**What to do**. Express the records starting with the line containing "Note: we are tagging the windshield price" and going on through the line containing "[(13, 155), (292, 117), (126, 155)]" as a two-column CSV with the columns text and answer, one row per record. Put each value in a single quoted field and replace any line breaks with spaces.

**Point-based annotation records**.
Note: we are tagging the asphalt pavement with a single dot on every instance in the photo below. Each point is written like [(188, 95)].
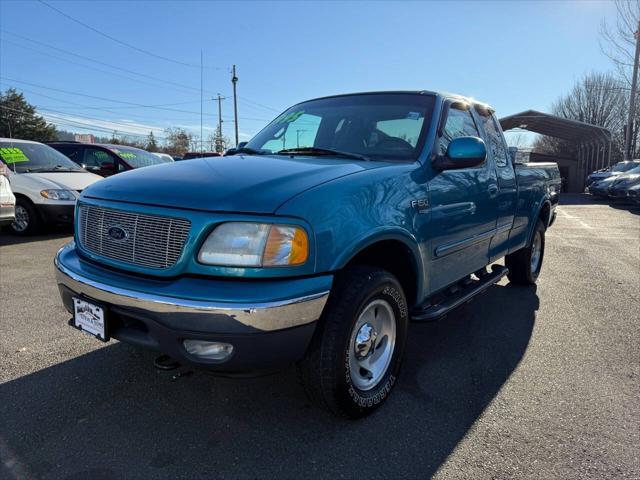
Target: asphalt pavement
[(534, 383)]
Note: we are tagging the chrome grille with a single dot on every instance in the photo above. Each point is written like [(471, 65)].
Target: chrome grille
[(150, 241)]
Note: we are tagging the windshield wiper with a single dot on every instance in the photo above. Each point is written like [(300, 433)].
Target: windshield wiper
[(57, 168), (321, 151), (251, 151)]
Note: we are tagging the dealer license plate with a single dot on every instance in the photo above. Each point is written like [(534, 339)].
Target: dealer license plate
[(89, 318)]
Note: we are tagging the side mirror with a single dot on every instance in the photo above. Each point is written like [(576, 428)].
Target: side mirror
[(234, 150), (463, 152)]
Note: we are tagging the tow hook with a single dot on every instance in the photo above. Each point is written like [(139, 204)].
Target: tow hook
[(165, 363)]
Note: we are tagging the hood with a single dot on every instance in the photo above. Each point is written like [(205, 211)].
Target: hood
[(238, 183), (628, 179), (53, 180)]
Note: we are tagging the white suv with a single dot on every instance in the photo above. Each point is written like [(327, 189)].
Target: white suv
[(46, 184), (7, 199)]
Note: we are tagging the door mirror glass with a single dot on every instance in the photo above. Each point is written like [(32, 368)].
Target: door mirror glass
[(462, 152)]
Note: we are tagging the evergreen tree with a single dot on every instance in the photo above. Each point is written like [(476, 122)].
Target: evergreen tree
[(18, 119)]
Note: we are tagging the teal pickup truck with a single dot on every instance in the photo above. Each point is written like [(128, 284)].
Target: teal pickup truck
[(316, 242)]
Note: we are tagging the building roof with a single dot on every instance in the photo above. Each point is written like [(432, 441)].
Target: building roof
[(552, 126)]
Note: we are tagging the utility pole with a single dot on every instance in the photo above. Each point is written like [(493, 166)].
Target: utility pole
[(201, 101), (632, 100), (298, 131), (234, 80), (219, 135)]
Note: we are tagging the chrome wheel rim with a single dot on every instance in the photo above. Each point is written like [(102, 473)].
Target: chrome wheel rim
[(371, 346), (536, 252), (21, 221)]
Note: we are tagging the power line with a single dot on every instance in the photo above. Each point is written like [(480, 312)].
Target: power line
[(83, 57), (123, 102), (56, 120), (245, 99), (134, 104), (49, 55), (76, 105), (128, 45)]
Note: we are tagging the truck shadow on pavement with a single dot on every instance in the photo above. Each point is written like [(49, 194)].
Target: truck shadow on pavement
[(109, 415)]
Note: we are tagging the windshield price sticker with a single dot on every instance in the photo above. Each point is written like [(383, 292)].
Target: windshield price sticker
[(13, 155), (292, 117), (126, 155)]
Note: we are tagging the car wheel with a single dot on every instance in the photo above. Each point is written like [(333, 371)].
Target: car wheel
[(525, 264), (355, 356), (27, 221)]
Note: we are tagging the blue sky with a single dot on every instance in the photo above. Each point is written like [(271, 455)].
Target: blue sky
[(513, 55)]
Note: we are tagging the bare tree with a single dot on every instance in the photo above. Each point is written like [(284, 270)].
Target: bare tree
[(618, 41), (599, 99), (178, 141)]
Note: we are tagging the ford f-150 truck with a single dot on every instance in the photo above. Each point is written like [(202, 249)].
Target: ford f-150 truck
[(315, 243)]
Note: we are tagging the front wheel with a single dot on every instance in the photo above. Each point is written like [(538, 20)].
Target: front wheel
[(354, 359), (525, 264), (27, 220)]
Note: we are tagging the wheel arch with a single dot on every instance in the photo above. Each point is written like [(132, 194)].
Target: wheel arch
[(394, 251)]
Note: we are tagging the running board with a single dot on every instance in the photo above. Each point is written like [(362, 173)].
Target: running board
[(466, 293)]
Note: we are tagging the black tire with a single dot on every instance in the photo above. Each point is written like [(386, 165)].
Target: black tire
[(27, 212), (521, 270), (326, 370)]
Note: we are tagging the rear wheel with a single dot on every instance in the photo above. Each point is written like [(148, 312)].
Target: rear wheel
[(355, 356), (525, 264), (27, 221)]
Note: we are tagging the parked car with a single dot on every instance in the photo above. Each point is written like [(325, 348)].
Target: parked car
[(634, 193), (601, 187), (618, 169), (46, 184), (316, 248), (619, 189), (7, 198), (164, 156), (191, 155), (106, 159)]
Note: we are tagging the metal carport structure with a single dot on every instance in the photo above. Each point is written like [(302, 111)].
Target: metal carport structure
[(593, 142)]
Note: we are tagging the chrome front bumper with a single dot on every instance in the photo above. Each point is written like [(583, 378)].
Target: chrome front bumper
[(263, 316)]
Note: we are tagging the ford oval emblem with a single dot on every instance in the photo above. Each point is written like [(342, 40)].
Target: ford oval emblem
[(117, 233)]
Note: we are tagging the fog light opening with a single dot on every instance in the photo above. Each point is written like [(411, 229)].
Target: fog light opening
[(208, 350)]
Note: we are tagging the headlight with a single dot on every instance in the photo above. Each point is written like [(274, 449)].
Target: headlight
[(243, 244), (58, 194)]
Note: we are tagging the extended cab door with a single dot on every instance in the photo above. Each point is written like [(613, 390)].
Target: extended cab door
[(463, 206), (507, 187)]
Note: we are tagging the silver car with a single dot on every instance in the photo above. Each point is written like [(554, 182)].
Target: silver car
[(7, 199)]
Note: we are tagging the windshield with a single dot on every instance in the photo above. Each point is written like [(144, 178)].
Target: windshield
[(633, 171), (624, 166), (22, 157), (376, 126), (136, 157)]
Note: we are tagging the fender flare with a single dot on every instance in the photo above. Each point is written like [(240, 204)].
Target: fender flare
[(534, 219), (381, 234)]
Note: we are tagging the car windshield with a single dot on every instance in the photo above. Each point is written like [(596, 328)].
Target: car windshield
[(136, 157), (369, 126), (23, 157), (633, 171)]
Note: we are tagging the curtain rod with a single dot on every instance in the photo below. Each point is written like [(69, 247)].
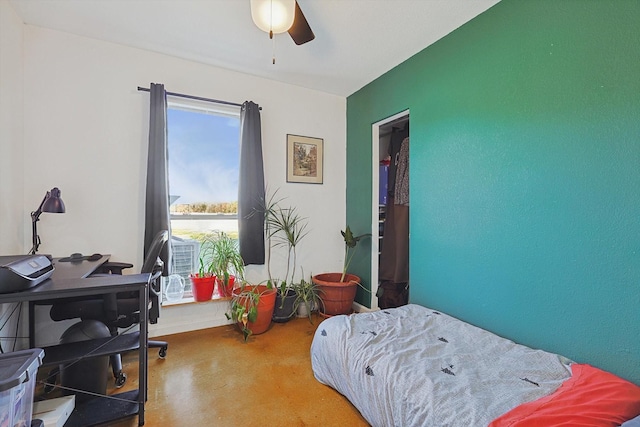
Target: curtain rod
[(197, 98)]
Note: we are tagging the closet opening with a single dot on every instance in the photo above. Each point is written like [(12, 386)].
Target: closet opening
[(390, 212)]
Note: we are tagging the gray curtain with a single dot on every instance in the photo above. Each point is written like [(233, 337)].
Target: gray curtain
[(251, 186), (157, 194)]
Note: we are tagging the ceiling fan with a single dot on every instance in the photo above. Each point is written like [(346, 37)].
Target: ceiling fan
[(300, 31), (278, 16)]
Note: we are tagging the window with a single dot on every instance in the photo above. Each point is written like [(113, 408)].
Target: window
[(204, 156)]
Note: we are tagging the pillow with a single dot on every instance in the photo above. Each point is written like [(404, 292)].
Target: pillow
[(632, 423), (591, 397)]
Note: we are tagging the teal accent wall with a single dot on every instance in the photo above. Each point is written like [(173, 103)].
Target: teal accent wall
[(524, 175)]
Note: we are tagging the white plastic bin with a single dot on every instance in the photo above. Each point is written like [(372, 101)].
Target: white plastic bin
[(17, 383)]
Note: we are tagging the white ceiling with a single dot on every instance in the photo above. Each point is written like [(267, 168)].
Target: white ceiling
[(356, 40)]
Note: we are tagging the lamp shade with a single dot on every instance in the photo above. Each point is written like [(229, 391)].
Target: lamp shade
[(53, 203), (273, 16)]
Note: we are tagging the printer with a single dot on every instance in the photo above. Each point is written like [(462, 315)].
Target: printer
[(21, 272)]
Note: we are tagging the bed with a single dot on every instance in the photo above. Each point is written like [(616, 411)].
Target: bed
[(414, 366)]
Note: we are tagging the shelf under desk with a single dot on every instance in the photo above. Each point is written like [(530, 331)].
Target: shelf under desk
[(67, 353)]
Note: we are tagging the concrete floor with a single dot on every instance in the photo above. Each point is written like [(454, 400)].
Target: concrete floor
[(211, 378)]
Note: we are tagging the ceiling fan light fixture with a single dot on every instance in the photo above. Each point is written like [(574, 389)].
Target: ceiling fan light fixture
[(273, 16)]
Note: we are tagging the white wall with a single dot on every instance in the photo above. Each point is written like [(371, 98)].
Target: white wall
[(12, 213), (85, 126)]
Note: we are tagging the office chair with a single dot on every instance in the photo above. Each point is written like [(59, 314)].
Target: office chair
[(120, 310)]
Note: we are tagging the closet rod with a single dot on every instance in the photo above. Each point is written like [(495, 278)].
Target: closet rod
[(197, 98)]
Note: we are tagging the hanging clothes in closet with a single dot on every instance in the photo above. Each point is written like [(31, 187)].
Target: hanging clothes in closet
[(393, 290)]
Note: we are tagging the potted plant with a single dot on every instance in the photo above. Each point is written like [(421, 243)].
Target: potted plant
[(226, 262), (307, 294), (284, 227), (251, 308), (202, 282), (339, 289)]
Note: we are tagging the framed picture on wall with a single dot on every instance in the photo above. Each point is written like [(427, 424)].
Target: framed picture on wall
[(304, 159)]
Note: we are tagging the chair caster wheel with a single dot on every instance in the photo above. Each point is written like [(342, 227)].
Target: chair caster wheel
[(51, 379), (120, 379)]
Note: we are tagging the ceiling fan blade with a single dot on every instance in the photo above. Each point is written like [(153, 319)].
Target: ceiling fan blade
[(300, 31)]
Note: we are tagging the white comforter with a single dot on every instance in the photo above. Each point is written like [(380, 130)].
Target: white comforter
[(413, 366)]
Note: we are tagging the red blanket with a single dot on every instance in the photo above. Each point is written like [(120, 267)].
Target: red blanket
[(591, 397)]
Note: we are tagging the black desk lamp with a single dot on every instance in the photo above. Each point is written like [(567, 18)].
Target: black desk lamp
[(51, 203)]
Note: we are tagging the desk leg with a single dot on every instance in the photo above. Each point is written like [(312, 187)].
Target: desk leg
[(143, 352), (32, 325)]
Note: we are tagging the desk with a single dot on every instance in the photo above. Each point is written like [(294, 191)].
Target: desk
[(64, 271), (70, 281)]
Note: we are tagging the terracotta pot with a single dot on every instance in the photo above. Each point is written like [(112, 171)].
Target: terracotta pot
[(225, 291), (336, 297), (202, 287), (265, 308)]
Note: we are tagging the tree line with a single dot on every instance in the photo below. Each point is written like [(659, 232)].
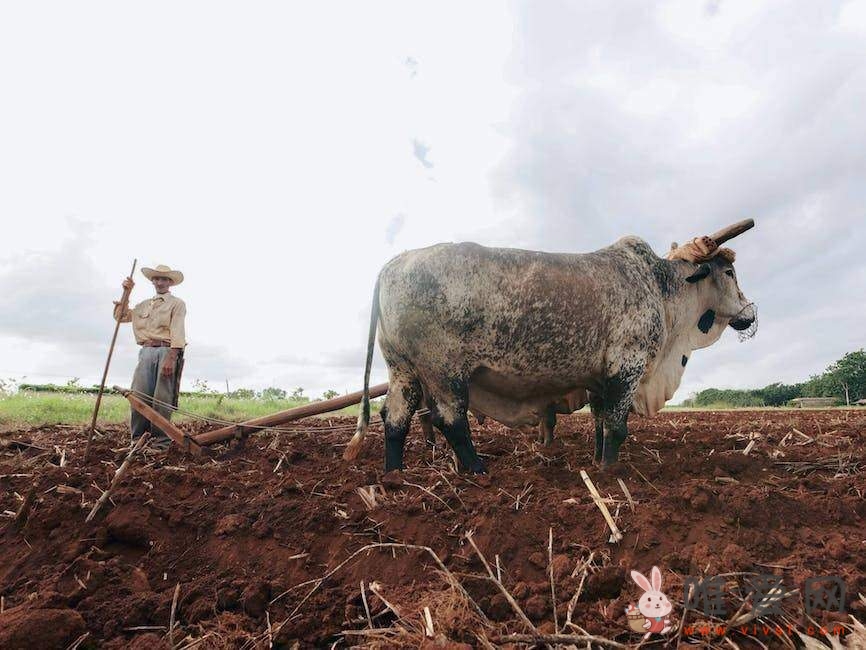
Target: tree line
[(844, 380)]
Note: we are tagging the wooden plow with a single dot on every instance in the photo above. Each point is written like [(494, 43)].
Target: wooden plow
[(194, 444)]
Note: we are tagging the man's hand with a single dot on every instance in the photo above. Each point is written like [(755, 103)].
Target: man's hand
[(169, 363)]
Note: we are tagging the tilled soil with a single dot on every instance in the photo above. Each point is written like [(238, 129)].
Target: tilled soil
[(249, 534)]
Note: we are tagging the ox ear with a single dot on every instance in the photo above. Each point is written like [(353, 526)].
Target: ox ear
[(702, 272)]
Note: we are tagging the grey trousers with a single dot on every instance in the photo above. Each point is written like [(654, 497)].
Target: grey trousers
[(150, 383)]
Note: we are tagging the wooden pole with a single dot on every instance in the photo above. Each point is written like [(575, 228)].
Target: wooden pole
[(184, 441), (282, 417), (139, 444), (124, 299), (729, 232)]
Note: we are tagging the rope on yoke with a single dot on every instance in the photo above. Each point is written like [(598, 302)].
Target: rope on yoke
[(344, 428)]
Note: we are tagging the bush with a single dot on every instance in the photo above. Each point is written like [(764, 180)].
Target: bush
[(273, 393)]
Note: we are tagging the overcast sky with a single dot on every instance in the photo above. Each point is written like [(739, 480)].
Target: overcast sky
[(280, 154)]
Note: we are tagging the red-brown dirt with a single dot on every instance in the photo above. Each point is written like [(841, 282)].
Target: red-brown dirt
[(245, 532)]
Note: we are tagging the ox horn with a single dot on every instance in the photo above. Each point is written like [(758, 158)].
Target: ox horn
[(732, 231)]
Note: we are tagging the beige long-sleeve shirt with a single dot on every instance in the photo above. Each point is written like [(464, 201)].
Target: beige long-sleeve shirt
[(160, 318)]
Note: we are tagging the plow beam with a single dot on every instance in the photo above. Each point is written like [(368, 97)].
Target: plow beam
[(181, 439), (283, 417)]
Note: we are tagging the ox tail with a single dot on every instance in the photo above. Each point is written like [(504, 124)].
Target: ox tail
[(354, 447)]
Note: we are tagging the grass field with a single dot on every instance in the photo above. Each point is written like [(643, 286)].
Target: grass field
[(29, 408), (44, 408)]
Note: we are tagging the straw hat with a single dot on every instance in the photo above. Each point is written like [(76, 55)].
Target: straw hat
[(163, 271)]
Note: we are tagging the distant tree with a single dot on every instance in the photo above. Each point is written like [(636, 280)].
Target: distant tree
[(298, 394), (273, 393), (819, 386), (849, 375), (778, 394), (201, 386)]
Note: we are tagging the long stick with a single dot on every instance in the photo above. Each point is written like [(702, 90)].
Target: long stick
[(124, 299), (182, 440), (283, 417), (139, 444)]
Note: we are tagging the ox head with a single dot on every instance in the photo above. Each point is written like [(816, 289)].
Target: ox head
[(716, 283)]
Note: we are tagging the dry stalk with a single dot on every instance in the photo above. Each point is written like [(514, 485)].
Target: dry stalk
[(617, 535), (428, 623), (552, 581), (24, 510), (366, 606), (573, 602), (141, 443), (172, 615), (428, 491), (514, 606), (648, 482), (270, 631), (451, 579), (554, 639), (624, 488)]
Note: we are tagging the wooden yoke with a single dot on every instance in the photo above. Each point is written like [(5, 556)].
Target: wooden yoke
[(186, 442), (729, 232), (282, 417)]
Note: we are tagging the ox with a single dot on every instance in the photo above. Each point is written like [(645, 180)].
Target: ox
[(511, 333)]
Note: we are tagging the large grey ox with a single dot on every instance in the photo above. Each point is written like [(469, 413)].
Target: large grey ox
[(508, 332)]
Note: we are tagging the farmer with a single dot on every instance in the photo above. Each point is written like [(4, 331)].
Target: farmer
[(158, 327)]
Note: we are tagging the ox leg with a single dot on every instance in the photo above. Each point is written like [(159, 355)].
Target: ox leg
[(427, 427), (596, 405), (457, 435), (617, 403), (548, 424), (451, 416), (400, 404)]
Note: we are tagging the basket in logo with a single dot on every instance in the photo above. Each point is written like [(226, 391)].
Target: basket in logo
[(635, 619)]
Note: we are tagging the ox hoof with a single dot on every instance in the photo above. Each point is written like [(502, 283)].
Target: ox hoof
[(392, 479), (483, 480)]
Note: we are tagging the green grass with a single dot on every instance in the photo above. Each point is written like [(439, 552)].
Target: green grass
[(43, 408)]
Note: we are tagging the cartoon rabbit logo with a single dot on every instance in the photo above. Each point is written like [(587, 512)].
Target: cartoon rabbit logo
[(653, 606)]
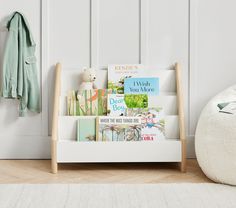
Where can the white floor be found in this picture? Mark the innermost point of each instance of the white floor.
(122, 196)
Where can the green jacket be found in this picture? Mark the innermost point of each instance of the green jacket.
(20, 79)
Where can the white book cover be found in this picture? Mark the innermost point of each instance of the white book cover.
(153, 122)
(116, 105)
(118, 73)
(118, 128)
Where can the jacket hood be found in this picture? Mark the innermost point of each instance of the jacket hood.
(19, 15)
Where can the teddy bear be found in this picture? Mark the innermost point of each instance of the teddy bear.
(88, 79)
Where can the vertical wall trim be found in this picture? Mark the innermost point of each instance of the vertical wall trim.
(44, 65)
(94, 5)
(144, 31)
(193, 63)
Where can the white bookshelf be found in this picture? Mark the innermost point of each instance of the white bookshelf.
(65, 148)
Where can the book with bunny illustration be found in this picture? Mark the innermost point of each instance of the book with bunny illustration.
(118, 73)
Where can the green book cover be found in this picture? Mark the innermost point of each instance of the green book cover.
(86, 129)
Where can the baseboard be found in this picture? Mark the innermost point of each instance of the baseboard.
(37, 147)
(25, 147)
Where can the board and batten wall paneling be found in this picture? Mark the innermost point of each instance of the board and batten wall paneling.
(115, 32)
(165, 40)
(94, 33)
(213, 46)
(69, 33)
(25, 137)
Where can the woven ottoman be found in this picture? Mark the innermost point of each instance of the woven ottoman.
(215, 139)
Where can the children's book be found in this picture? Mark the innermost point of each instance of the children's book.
(88, 102)
(116, 105)
(118, 128)
(149, 86)
(86, 129)
(136, 101)
(153, 122)
(118, 73)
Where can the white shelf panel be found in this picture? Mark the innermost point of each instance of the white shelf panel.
(67, 127)
(146, 151)
(71, 79)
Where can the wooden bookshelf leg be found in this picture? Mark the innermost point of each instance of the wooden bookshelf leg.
(184, 161)
(54, 164)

**Reply to the exercise**.
text,answer
"Note: we are tagging the windshield price sticker with a single dot on every instance in the photo above. Each point is written like [(383, 292)]. Target: windshield price sticker","[(13, 155), (292, 117), (126, 155)]"